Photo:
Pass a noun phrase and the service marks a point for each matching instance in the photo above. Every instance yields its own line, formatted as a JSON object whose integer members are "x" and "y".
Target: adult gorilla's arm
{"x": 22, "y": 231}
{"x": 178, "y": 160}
****************
§ TASK TO COMPLETE
The answer should repeat every line of the listing exactly.

§ TASK SOLUTION
Photo:
Pass a noun phrase and the service marks a point for each matching instance in the photo above. Every instance yields its own line, formatted as a JSON object whose integer members are "x" and "y".
Target: adult gorilla's arm
{"x": 22, "y": 231}
{"x": 178, "y": 160}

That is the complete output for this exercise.